● TASK OBJECTIVE
List every line in the data below that contains the word "lupine".
#####
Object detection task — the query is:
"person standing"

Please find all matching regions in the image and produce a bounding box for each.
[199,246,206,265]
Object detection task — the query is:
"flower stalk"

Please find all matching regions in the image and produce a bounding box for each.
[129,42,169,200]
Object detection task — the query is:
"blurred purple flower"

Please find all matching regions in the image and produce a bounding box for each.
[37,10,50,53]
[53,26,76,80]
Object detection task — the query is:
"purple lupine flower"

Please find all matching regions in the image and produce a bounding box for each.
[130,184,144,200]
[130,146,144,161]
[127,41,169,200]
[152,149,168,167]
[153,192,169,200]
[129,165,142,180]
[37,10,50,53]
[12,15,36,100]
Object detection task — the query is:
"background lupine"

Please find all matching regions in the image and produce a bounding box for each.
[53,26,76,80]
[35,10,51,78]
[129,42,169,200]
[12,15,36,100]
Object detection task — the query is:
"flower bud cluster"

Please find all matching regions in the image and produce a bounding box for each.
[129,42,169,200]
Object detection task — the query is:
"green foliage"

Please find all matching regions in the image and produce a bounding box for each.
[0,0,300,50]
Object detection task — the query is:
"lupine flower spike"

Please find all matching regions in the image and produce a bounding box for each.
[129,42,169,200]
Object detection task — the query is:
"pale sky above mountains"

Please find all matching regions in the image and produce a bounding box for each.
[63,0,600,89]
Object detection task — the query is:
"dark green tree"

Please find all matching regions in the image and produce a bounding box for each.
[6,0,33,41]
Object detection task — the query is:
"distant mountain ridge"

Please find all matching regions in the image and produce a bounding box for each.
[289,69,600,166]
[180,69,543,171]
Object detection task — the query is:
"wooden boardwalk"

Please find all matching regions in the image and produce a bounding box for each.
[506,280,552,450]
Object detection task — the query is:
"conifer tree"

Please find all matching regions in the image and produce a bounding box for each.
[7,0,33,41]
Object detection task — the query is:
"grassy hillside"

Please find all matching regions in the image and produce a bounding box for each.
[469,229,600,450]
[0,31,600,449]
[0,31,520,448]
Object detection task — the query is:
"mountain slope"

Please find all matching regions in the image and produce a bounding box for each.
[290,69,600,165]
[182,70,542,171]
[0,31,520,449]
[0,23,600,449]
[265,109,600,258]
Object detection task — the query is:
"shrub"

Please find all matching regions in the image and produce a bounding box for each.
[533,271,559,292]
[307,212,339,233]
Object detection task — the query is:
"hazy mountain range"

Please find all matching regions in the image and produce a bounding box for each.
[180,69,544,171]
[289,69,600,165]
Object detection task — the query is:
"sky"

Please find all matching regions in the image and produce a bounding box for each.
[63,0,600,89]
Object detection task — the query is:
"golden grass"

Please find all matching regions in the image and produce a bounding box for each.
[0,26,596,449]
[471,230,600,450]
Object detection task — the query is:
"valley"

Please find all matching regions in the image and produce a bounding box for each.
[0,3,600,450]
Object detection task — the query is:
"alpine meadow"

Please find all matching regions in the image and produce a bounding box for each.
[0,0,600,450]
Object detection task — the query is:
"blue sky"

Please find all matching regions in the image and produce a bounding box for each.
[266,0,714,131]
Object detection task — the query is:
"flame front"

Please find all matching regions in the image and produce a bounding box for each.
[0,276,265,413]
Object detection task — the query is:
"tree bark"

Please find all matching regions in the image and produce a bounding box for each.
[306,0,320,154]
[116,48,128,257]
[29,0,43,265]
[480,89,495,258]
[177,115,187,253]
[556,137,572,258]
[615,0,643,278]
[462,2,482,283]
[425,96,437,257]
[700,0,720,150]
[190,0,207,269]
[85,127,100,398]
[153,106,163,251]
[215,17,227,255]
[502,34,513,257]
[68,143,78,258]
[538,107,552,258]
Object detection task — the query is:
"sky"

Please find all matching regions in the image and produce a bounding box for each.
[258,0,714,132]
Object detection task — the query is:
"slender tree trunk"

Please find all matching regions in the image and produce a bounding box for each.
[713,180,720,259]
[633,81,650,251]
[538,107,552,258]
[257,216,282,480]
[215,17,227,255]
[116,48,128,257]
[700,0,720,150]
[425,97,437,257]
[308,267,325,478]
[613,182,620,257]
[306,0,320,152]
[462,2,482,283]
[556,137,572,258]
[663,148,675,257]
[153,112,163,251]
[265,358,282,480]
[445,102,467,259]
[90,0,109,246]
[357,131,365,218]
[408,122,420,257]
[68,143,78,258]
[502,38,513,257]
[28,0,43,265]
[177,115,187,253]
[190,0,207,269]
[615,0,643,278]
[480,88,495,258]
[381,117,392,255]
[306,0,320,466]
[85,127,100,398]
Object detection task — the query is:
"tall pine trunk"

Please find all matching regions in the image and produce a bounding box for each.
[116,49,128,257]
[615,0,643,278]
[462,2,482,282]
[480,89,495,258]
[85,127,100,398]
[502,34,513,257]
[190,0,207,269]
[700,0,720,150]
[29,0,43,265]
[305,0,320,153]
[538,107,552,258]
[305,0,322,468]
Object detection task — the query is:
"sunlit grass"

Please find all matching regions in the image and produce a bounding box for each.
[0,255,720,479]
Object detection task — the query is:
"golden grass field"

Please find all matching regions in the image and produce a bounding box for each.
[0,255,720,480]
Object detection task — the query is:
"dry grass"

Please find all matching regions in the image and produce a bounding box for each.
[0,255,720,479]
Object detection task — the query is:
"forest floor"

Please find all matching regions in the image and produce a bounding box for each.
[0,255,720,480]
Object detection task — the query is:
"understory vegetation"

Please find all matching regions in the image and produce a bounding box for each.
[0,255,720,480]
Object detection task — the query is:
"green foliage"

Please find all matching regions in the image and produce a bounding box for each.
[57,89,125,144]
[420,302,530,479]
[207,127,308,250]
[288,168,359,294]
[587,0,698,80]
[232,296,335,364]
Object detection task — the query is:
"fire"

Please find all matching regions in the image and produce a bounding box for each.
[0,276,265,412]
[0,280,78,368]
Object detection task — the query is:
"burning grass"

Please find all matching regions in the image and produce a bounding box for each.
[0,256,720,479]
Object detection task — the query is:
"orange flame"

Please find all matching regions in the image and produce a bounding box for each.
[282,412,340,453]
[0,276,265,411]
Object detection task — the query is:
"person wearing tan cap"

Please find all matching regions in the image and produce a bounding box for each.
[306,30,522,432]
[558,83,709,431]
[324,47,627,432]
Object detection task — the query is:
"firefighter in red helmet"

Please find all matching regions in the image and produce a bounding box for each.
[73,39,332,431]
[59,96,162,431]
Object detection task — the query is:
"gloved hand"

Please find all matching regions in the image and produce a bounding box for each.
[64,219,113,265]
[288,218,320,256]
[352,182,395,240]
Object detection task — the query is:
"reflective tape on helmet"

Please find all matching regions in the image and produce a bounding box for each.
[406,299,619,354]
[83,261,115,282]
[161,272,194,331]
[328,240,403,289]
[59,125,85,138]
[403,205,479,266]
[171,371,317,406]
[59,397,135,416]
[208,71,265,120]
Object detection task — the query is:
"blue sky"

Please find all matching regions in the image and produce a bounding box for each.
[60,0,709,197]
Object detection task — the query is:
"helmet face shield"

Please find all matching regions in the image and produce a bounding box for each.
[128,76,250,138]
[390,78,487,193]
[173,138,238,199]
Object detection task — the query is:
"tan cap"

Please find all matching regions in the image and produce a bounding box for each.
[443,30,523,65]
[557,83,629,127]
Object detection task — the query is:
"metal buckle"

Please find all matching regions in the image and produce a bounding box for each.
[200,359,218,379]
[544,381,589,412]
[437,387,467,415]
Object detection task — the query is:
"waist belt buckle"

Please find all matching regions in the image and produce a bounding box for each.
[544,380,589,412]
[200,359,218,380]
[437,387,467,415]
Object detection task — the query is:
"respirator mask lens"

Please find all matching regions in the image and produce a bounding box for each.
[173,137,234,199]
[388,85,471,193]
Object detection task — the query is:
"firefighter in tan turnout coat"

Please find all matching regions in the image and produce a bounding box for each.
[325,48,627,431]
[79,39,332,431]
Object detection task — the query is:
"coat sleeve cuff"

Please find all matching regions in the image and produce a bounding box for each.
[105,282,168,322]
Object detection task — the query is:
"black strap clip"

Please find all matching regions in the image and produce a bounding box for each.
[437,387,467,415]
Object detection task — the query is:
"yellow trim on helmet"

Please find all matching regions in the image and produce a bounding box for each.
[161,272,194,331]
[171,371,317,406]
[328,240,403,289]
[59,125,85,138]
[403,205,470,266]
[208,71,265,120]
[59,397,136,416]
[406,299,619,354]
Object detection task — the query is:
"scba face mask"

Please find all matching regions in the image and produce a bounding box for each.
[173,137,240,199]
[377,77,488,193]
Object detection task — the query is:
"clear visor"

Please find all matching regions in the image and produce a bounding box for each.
#####
● RESULT OF THIS EXERCISE
"purple lupine flower"
"background lupine"
"lupine flower spike"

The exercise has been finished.